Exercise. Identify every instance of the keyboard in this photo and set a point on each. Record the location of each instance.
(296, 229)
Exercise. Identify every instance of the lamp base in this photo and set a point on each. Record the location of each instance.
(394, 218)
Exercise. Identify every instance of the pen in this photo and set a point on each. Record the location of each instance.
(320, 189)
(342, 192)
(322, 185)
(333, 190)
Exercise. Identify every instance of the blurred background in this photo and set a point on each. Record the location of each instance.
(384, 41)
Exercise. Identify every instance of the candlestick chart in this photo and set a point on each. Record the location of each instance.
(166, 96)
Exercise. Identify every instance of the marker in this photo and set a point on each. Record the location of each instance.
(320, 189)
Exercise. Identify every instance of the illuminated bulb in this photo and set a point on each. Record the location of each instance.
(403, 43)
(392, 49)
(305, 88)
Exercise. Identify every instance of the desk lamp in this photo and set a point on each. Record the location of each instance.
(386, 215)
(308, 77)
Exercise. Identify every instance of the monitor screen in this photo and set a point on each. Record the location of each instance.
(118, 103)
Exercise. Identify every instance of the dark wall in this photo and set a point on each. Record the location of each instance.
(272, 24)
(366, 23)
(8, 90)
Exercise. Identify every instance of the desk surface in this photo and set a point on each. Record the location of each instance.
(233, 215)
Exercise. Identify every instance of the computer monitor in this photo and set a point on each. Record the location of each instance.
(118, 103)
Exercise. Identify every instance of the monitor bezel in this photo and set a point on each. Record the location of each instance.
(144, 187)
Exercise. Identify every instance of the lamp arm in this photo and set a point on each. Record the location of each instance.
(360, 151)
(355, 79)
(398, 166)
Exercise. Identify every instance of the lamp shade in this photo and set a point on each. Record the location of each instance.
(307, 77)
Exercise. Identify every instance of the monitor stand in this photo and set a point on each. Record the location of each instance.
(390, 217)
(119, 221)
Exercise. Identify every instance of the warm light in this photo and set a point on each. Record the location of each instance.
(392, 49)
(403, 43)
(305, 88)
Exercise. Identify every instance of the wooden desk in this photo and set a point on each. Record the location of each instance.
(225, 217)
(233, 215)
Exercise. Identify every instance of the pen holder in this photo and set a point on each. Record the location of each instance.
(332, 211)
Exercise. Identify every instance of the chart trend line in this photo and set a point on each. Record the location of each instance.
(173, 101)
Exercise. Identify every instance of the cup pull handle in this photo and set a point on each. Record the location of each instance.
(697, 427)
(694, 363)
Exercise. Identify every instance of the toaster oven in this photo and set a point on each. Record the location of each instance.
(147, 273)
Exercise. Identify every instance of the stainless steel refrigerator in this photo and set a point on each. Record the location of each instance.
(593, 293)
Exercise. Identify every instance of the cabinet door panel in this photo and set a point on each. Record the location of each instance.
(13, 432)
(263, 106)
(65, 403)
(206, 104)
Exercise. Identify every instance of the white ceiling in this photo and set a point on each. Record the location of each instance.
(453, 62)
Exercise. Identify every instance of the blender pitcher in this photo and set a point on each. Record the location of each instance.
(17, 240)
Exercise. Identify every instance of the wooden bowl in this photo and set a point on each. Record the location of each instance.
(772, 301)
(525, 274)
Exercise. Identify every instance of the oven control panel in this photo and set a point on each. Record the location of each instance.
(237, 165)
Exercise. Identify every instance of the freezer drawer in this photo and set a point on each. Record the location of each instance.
# # # #
= PROMPT =
Turn the entries, from the line containing "Exercise. Identify every instance of the cup" through the final line of the entries (both included), into a Markdown table with the columns Row and Line. Number each line and leave out blank lines.

= WRITTEN REPLY =
| Row | Line |
|---|---|
| 1 | Exercise. Identify every instance of the cup pull handle in this photo and set a point on each. Record the location of each instance. |
| 2 | (697, 427) |
| 3 | (694, 363) |
| 4 | Exercise. Identify every instance of the toaster oven in this photo and set a point on each. Record the location of each instance. |
| 5 | (147, 273) |
| 6 | Exercise. Identify every instance of the stainless steel refrigerator in this photo and set a point on each. Record the location of each instance. |
| 7 | (593, 293) |
| 8 | Exercise. Identify every instance of the cabinet door panel in this photo and set a point on each. Record the location of each instance. |
| 9 | (13, 432) |
| 10 | (263, 106) |
| 11 | (65, 403) |
| 12 | (206, 104) |
| 13 | Exercise. Identify every instance of the white ceiling in this photo and set a point on each. Record the location of each instance. |
| 14 | (453, 62) |
| 15 | Exercise. Identify every instance of the blender pitcher in this photo and set a point on each. Record the location of each instance. |
| 16 | (17, 240) |
| 17 | Exercise. Identify every instance of the wooden bowl in this photo and set a point on each. Record the location of each instance. |
| 18 | (772, 301) |
| 19 | (525, 274) |
| 20 | Exercise. Identify every instance of the oven control panel in this photo and set a point on each. Record the location of each instance. |
| 21 | (237, 165) |
| 22 | Exercise. Identify every instance of the freezer drawer in this photo and set a point on each. Record the location of each instance. |